JS: There are so few opportunities to have self-respect when you’re starting a stand-up career. You perform for free in shitholes that often don’t have a stage or a microphone or even working toilets, but it is really when you have those moments where you’re allowed to exercise your right to self-respect and be like, "You know what, if you don’t have a microphone, you’re not even a venue anymore, you're just a person with a room, and I have a room at my house, so I’m going there. Fuck you, I’ll find another way to do this. Go fuck yourself."
GL: Yeah, so we didn’t end up buying microphones.
JS: No, we didn’t.
MS: To this day, we still didn’t buy a microphone.
GL: I am such a pussy now compared to myself then when I look back, even though I know a lot more and I’m a lot more grown-up. I say no to a lot of shit now just out of comfort and fear.
GL: I wonder if I would be where I am now if it even occurred to me back then how scary it was. It didn’t feel scary.
JS: No, it didn’t feel scary, but it is also totally different when you are a stranger and have absolutely nothing to lose. Nothing terrible is going to happen if we all for some reason get up there and totally eat it.
MS: When we all started Big Terrific, the consequences were so low in that we all were making some money at comedy, but it was not like our careers that we were fully holding on to. We were all building at different levels, so it was like, Oh, who cares? I’ll do whatever I want on this stage like that’s not my job.
GL: Did we ever have Sound Fix shows where there wasn’t enough of an audience to do a show?
MS: It actually only happened once: the night of the vice-presidential debates between Sarah Palin and Joe Biden.
GL: Oh my God.
MS: Noah [Garfinkel] was on it, Matt McCarthy, Aziz [Ansari], and nobody came. We were like, Don’t we just kind of want to watch the debate? and Sound Fix put it on.

## EXTRACTED MATERIAL

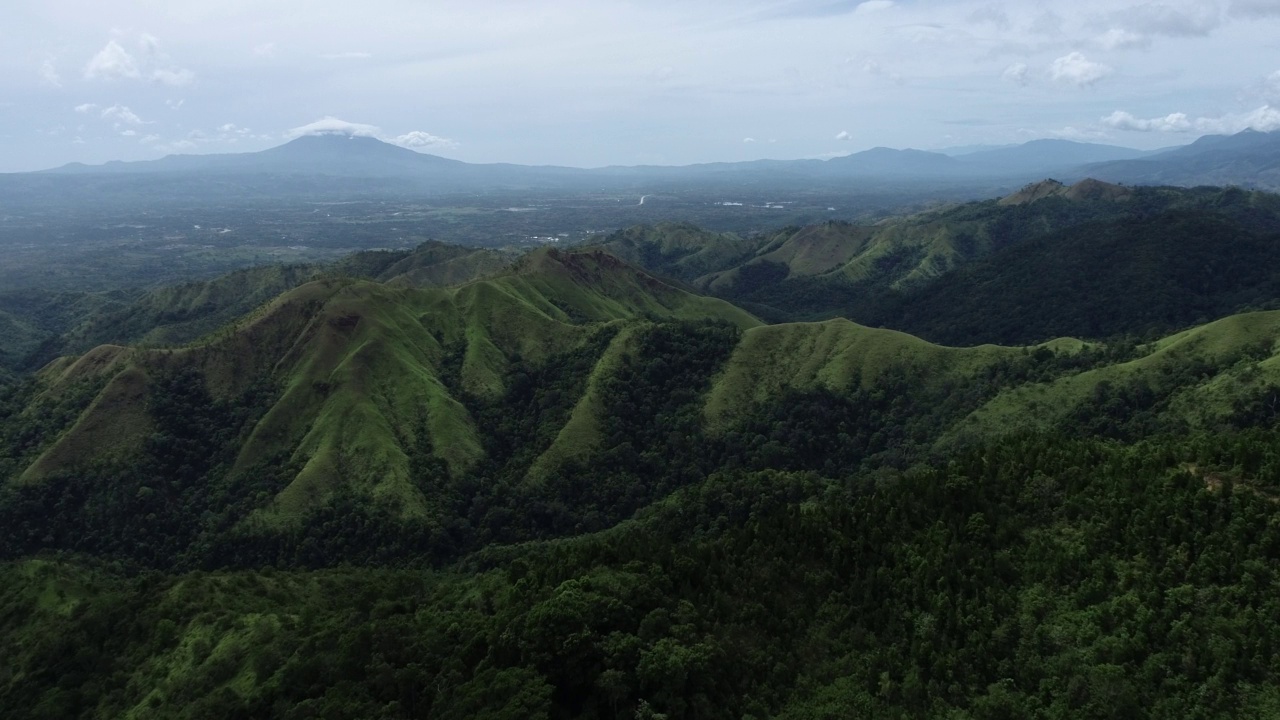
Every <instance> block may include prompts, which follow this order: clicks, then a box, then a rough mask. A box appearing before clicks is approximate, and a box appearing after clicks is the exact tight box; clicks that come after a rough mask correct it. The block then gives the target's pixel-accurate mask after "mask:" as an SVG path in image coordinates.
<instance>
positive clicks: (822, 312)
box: [602, 179, 1280, 345]
mask: <svg viewBox="0 0 1280 720" xmlns="http://www.w3.org/2000/svg"><path fill="white" fill-rule="evenodd" d="M628 232H630V233H631V236H632V238H634V240H632V243H635V242H636V241H639V242H640V245H639V246H635V247H630V246H628V250H627V252H628V255H627V256H628V258H632V259H636V260H637V261H640V263H643V264H644V263H649V264H650V265H646V266H650V268H652V269H653V272H659V273H662V272H668V273H673V274H677V277H680V278H681V279H684V281H686V282H689V283H691V284H692V286H694V287H698V288H701V290H704V291H708V292H712V293H714V295H717V296H719V297H723V299H726V300H730V301H732V302H737V304H740V305H742V306H744V307H748V309H750V310H751V311H753V313H755V314H756V315H759V316H762V318H767V319H769V320H772V322H790V320H814V319H824V318H832V316H847V318H851V319H854V320H856V322H860V323H864V324H869V325H882V327H890V328H895V329H900V331H904V332H909V333H913V334H918V336H922V337H925V338H928V340H931V341H936V342H942V343H947V345H979V343H983V342H995V343H1004V345H1025V343H1033V342H1039V341H1043V340H1047V338H1052V337H1057V336H1083V337H1105V336H1108V334H1115V333H1147V332H1155V333H1162V332H1170V331H1174V329H1178V328H1184V327H1188V325H1190V324H1194V323H1202V322H1208V320H1212V319H1215V318H1221V316H1225V315H1229V314H1233V313H1239V311H1244V310H1251V309H1261V307H1267V306H1268V305H1267V302H1270V301H1271V300H1272V299H1274V297H1275V296H1276V295H1275V282H1276V281H1275V279H1274V278H1271V274H1272V273H1271V272H1270V269H1268V268H1272V266H1274V263H1275V256H1274V255H1275V247H1276V242H1275V241H1274V238H1275V237H1277V236H1280V196H1276V195H1271V193H1265V192H1257V191H1254V192H1245V191H1240V190H1238V188H1226V190H1222V188H1210V187H1203V188H1193V190H1180V188H1169V187H1165V188H1146V187H1129V186H1119V184H1111V183H1106V182H1101V181H1097V179H1083V181H1079V182H1076V183H1074V184H1064V183H1061V182H1057V181H1052V179H1047V181H1041V182H1036V183H1032V184H1028V186H1025V187H1023V188H1020V190H1019V191H1016V192H1012V193H1010V195H1007V196H1005V197H1002V199H998V200H987V201H979V202H968V204H964V205H959V206H952V208H946V209H941V210H936V211H928V213H920V214H916V215H910V217H904V218H893V219H888V220H884V222H882V223H878V224H876V225H865V227H864V225H852V224H847V223H838V222H828V223H823V224H819V225H810V227H805V228H786V229H783V231H778V232H777V233H774V234H772V236H768V237H762V238H755V249H754V251H753V252H751V254H750V256H749V258H746V259H745V260H732V259H728V258H727V256H726V258H722V261H724V263H726V264H724V265H722V266H719V268H716V266H714V265H710V266H712V268H713V269H712V270H710V272H708V273H707V274H704V275H700V277H695V278H690V277H689V274H690V273H689V272H684V270H682V269H681V268H676V266H673V265H669V264H663V263H660V261H657V260H654V258H657V256H658V250H657V249H658V247H659V246H660V245H662V242H663V237H664V234H663V229H662V228H636V229H632V231H628ZM602 246H603V247H607V249H609V247H614V246H612V245H609V240H608V238H605V241H604V243H603V245H602ZM646 249H648V250H646ZM701 266H707V265H701ZM1117 304H1124V305H1126V307H1125V310H1123V311H1115V310H1114V309H1115V306H1116V305H1117ZM993 307H995V309H998V311H992V310H991V309H993ZM1108 307H1110V309H1111V311H1110V313H1108Z"/></svg>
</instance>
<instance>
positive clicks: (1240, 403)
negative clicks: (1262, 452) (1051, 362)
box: [942, 311, 1280, 445]
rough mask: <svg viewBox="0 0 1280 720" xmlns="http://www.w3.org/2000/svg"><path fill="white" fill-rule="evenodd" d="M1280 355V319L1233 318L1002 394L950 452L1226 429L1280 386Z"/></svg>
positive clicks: (962, 421)
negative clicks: (986, 440)
mask: <svg viewBox="0 0 1280 720" xmlns="http://www.w3.org/2000/svg"><path fill="white" fill-rule="evenodd" d="M1277 350H1280V311H1268V313H1249V314H1243V315H1233V316H1230V318H1225V319H1221V320H1217V322H1213V323H1210V324H1207V325H1202V327H1197V328H1193V329H1189V331H1185V332H1181V333H1178V334H1174V336H1170V337H1166V338H1162V340H1160V341H1158V342H1155V343H1152V345H1151V346H1148V347H1147V348H1146V351H1144V352H1143V354H1142V355H1140V356H1139V357H1137V359H1133V360H1129V361H1124V363H1117V364H1112V365H1106V366H1101V368H1096V369H1091V370H1087V372H1083V373H1079V374H1073V375H1068V377H1062V378H1059V379H1055V380H1052V382H1047V383H1029V384H1027V386H1023V387H1016V388H1010V389H1007V391H1005V392H1001V393H1000V395H998V396H997V397H995V398H992V400H991V401H989V402H987V404H984V405H983V406H982V407H980V409H978V410H975V411H974V413H973V414H972V415H969V416H968V418H965V419H964V420H963V421H961V423H959V424H957V425H956V427H955V428H954V429H951V430H950V432H948V433H947V436H946V437H945V438H943V439H942V443H943V445H947V443H952V445H954V443H956V442H963V441H964V439H972V438H974V437H996V436H1000V434H1005V433H1012V432H1024V430H1039V432H1062V430H1068V429H1070V430H1075V432H1080V430H1085V432H1098V433H1101V434H1107V436H1112V437H1135V436H1137V437H1140V436H1142V434H1146V433H1149V432H1153V430H1166V432H1171V430H1187V429H1197V430H1221V429H1222V428H1224V427H1230V425H1231V424H1233V423H1236V421H1239V420H1234V419H1233V418H1234V416H1235V415H1236V414H1239V413H1240V411H1242V409H1244V407H1247V406H1248V404H1249V402H1251V401H1252V400H1254V398H1257V397H1261V396H1263V395H1270V393H1274V388H1275V387H1276V386H1277V384H1280V352H1277Z"/></svg>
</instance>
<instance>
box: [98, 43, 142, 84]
mask: <svg viewBox="0 0 1280 720" xmlns="http://www.w3.org/2000/svg"><path fill="white" fill-rule="evenodd" d="M138 77H142V73H141V72H140V70H138V61H137V60H136V59H134V58H133V55H129V53H128V51H127V50H125V49H124V47H120V44H119V42H116V41H114V40H110V41H108V44H106V46H105V47H102V49H101V50H99V51H97V55H93V56H92V58H90V61H88V64H87V65H84V79H125V78H128V79H137V78H138Z"/></svg>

## COMPLETE THE FOLLOWING
1. In the comedy interview, on what occasion did a Sound Fix show draw no audience?
2. Reproduce everything in the comedy interview from "GL: Yeah, so" down to "comfort and fear.", substituting "convenience" for "comfort".
Rely solely on the text for this work.

## YOUR RESPONSES
1. The night of the vice-presidential debates between Sarah Palin and Joe Biden.

2.
GL: Yeah, so we didn’t end up buying microphones.
JS: No, we didn’t.
MS: To this day, we still didn’t buy a microphone.
GL: I am such a pussy now compared to myself then when I look back, even though I know a lot more and I’m a lot more grown-up. I say no to a lot of shit now just out of convenience and fear.